*** Stored data
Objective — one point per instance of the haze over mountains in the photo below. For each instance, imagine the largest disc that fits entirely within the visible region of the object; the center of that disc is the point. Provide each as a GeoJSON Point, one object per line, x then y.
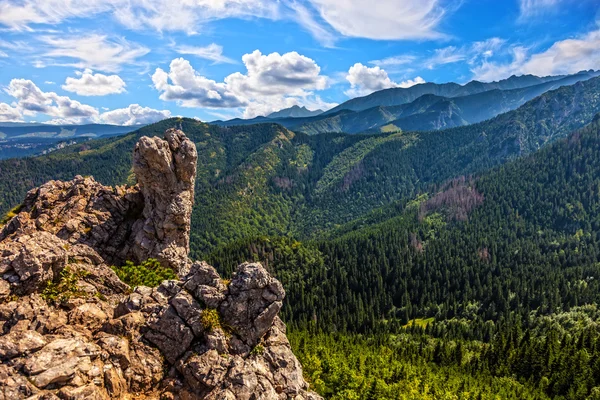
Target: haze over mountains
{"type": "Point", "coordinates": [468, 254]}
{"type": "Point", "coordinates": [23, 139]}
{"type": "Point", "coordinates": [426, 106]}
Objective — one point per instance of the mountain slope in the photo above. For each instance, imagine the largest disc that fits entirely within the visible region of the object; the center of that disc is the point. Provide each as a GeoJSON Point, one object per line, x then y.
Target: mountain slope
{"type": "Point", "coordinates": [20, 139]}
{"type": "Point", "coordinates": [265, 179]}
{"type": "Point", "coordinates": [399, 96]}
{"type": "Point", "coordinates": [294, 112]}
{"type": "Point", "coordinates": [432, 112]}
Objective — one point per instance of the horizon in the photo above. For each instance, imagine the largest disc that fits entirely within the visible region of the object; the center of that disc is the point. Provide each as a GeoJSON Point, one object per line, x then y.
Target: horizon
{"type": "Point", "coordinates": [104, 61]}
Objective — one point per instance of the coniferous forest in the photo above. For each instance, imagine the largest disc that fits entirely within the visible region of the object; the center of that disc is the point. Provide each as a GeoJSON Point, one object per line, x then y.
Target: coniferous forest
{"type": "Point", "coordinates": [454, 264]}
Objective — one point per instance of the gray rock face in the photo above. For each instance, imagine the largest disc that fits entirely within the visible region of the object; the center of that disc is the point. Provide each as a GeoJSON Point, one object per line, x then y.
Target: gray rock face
******
→ Exercise description
Reproduce the listing above word for word from start to finish, leaving out the pictures.

→ Response below
Objective — one point per instance of the haze over mountains in the photo below. For each instance, imagine the largest disc that fits entirely within the visible region of the object; the center of that disc is the point. Provide each as a GeoJSON Point, one object per line, x then y.
Target: haze over mountains
{"type": "Point", "coordinates": [468, 254]}
{"type": "Point", "coordinates": [23, 139]}
{"type": "Point", "coordinates": [426, 106]}
Objective — one point per instance of the mountain slope in the photo above. For each instance, imagine the largest disc that fits entirely within the visible region of the object; the center of that disc is the point. Provide each as a GeoJSON Point, one object per line, x then y.
Target: mountain slope
{"type": "Point", "coordinates": [20, 139]}
{"type": "Point", "coordinates": [265, 179]}
{"type": "Point", "coordinates": [399, 96]}
{"type": "Point", "coordinates": [294, 112]}
{"type": "Point", "coordinates": [432, 112]}
Objective — one point per instance of the horizon in the photo above. For each instance, imagine the largest disc that fits entirely within the visible region of the object; the center of that disc is the point. Provide each as a GeoJSON Point, one object per line, x then y.
Target: horizon
{"type": "Point", "coordinates": [104, 61]}
Objective — one point per instance of the coniferous forest in the photo above. For each instance, imagine the largest disc that fits entirely within the visible region of the object; the center of that disc is the point. Provide each as a GeoJSON Point, one object per line, x then y.
Target: coniferous forest
{"type": "Point", "coordinates": [454, 264]}
Objective — one point per instance of the gray rock face in the photo above. For each instance, imagine the largest disc that fits entirely within the visible region of the object; the center of that disc is the point. Provide each as a GeoJSON Point, one object per line, x then y.
Target: gray rock face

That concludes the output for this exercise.